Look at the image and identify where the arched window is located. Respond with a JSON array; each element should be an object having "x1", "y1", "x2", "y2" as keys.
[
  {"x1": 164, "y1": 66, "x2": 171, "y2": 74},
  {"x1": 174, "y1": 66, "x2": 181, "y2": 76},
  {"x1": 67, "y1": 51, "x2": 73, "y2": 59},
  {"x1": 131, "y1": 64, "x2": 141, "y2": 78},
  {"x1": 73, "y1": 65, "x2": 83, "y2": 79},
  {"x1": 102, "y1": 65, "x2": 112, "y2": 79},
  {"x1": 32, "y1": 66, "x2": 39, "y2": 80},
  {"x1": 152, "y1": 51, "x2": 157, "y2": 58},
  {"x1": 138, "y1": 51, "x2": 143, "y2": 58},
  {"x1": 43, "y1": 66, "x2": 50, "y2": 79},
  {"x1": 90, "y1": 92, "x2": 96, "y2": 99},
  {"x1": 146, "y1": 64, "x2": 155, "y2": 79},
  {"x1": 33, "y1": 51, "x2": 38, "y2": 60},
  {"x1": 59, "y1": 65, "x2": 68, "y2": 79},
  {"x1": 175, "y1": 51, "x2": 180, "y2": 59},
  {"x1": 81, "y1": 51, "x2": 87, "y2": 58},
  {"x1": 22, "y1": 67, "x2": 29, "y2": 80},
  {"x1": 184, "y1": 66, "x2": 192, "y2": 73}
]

########

- Action item:
Copy every entry exactly. Leave nothing out.

- Output:
Look at the image and identify where the arched window is located. Respond with a JSON array; each element should be an object having "x1", "y1", "x2", "y2" as keys.
[
  {"x1": 164, "y1": 66, "x2": 171, "y2": 74},
  {"x1": 174, "y1": 66, "x2": 181, "y2": 76},
  {"x1": 67, "y1": 51, "x2": 73, "y2": 59},
  {"x1": 131, "y1": 64, "x2": 141, "y2": 78},
  {"x1": 73, "y1": 65, "x2": 83, "y2": 79},
  {"x1": 102, "y1": 65, "x2": 112, "y2": 79},
  {"x1": 32, "y1": 66, "x2": 39, "y2": 80},
  {"x1": 152, "y1": 51, "x2": 157, "y2": 58},
  {"x1": 138, "y1": 51, "x2": 143, "y2": 58},
  {"x1": 43, "y1": 66, "x2": 50, "y2": 79},
  {"x1": 90, "y1": 92, "x2": 96, "y2": 99},
  {"x1": 146, "y1": 64, "x2": 155, "y2": 79},
  {"x1": 33, "y1": 51, "x2": 38, "y2": 60},
  {"x1": 59, "y1": 65, "x2": 68, "y2": 79},
  {"x1": 175, "y1": 51, "x2": 180, "y2": 59},
  {"x1": 81, "y1": 51, "x2": 87, "y2": 58},
  {"x1": 22, "y1": 67, "x2": 29, "y2": 80},
  {"x1": 184, "y1": 66, "x2": 192, "y2": 73}
]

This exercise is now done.